- [Extracted material]:
__________

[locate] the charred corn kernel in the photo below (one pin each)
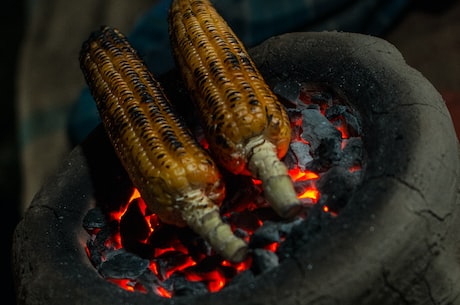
(175, 176)
(247, 128)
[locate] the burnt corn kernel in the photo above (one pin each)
(247, 128)
(175, 176)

__________

- [What the task asks]:
Rescale every row above by repeating all of its lines, requests included, with each pin coordinate in the answers multiplied by 2.2 and rounded to a whole number, halves going up. Leave the pictures out.

- [Solution for this problem]:
[locate] the charred corn kernel in the photo below (one pin each)
(385, 387)
(543, 282)
[locate] the burnt corn kernel in the photo above (one pin each)
(543, 282)
(385, 387)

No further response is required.